## [Tâche demandée 1]
Indiquez si chacune des affirmations suivantes concorde avec le texte sur Bach à Leipzig, en répondant par oui ou par non et en citant mot pour mot le passage qui tranche. (a) Bach a été engagé comme Cantor à l'église Saint-Thomas le 5 mai 1723. (b) Le texte situe l'exécution de la Passion selon saint Jean de 1724 à l'église Saint-Thomas. (c) Sa femme lui a donné treize enfants, dont six ont survécu.

:: Texte source

Splendeurs et misères à Leipzig (1723-1750) : le génie de la maturité.

   Le Conseil de Leipzig espérait pouvoir confier cette charge à Telemann, puis à Graupner, mais doit se contenter d'"un médiocre" à défaut du "meilleur" (ce sont les termes mêmes employés par le conseiller Platz après la défection des favoris !), donc c'est Bach qui est finalement engagé comme Cantor à l'église Saint-Thomas (le 5 mai 1723)… mais aussi comme directeur de la musique de la ville et de sa prestigieuse université.

    ll y compose 266 cantates religieuses (à raison de deux par semaine !), des Passions, dont la Passion selon saint Jean (jouée à l'église saint Nicolas de Leipzig le 7 avril 1724) et la célébrissime Passion selon saint Mathieu (jouée à saint Thomas le 11 avril 1727, puis redonnée dans sa version remaniée le 30 mars 1736), qui ressemble trop à de l'opéra selon les dévots, la Messe en si mineur (qu'il commence en 1724 et remanie jusqu'à la fin de sa vie), mais aussi des cantates profanes pour l'université ou la municipalité.

   Puis le rythme de ses compositions diminue car il est contraint à d'assommantes corvées. Il connaît des brouilles avec la municipalité ; il entre en conflit avec l'organiste de l'église de l'université ; il est critiqué dans son choix des thèmes et des chorals pour les cantates.

   Heureux en ménage, sa femme, qui lui a donné treize enfants (dont six seulement ont survécu !), est une précieuse collaboratrice : de sa main, nous sont parvenues d'innombrables et impeccables copies des partitions de Jean-Sébastien
    Il donne chez lui un concert hebdomadaire, où il a l'occasion de jouer avec de bons musiciens (dont ses fils), et de composer la célèbre Cantate du café pour des étudiants qui aiment sa musique, organisant des concerts dans la brasserie Zimmermann.
    Dans les années 1730, il s'occupe de faire imprimer sa musique.

   À la suite de ses démêlées avec le conseil municipal de Leipzig, il est relevé de ses fonction pour être finalement nommé Maître de chapelle à titre honorifique (sans  aucun salaire !) en 1736. Commence alors une virulente polémique sur la musique de Bach : elle est jugée surchargée, compliquée, difficile à jouer, donc peu naturelle.

::::
:: Données d'entrée

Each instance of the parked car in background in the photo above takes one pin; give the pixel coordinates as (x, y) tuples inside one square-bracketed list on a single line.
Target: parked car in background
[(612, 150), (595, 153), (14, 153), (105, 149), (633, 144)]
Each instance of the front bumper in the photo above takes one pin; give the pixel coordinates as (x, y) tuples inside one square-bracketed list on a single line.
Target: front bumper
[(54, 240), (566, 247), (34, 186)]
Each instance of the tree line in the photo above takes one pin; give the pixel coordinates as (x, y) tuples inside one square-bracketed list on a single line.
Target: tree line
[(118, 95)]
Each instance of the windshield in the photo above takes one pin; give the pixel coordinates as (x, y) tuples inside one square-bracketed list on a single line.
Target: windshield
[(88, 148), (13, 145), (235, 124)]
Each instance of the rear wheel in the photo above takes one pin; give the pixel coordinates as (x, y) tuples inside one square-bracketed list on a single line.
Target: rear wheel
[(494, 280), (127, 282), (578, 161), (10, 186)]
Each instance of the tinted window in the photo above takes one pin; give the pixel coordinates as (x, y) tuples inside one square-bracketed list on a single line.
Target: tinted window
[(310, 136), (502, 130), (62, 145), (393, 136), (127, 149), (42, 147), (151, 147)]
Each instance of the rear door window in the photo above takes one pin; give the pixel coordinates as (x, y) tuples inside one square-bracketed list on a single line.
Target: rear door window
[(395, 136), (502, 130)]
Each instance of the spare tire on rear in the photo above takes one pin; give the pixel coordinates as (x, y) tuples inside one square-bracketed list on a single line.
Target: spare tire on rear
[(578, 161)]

::::
:: Données d'entrée

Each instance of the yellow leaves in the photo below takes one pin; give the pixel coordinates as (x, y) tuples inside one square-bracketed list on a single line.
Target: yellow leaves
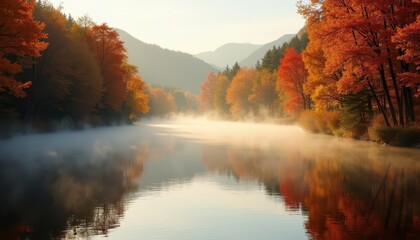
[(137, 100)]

::::

## [Tâche demandée 2]
Modifiez le listing depuis la ligne contenant « Each instance of the parked » jusqu'à celle contenant « [(118, 95)] », bornes comprises, en remplaçant « pin » par « marker ». Renvoyez uniquement ces lignes, sans rien changer d'autre.

## [Résultat attendu 1]
(a) Oui : « c'est Bach qui est finalement engagé comme Cantor à l'église Saint-Thomas (le 5 mai 1723) »
(b) Non : « jouée à l'église saint Nicolas de Leipzig le 7 avril 1724 »
(c) Oui : « qui lui a donné treize enfants (dont six seulement ont survécu !) »

## [Résultat attendu 2]
Each instance of the parked car in background in the photo above takes one marker; give the pixel coordinates as (x, y) tuples inside one square-bracketed list on a single line.
Target: parked car in background
[(612, 150), (595, 153), (14, 153), (105, 149), (633, 144)]
Each instance of the front bumper in the photo above takes one marker; give the pixel coordinates as (x, y) tuples inside one square-bracketed list on a single line.
Target: front bumper
[(54, 240), (566, 247), (34, 186)]
Each instance of the tree line in the photo above takes one marker; give the pixel coordinates as (x, y) tuples inside one square-bracketed list on a single line.
Target: tree line
[(118, 95)]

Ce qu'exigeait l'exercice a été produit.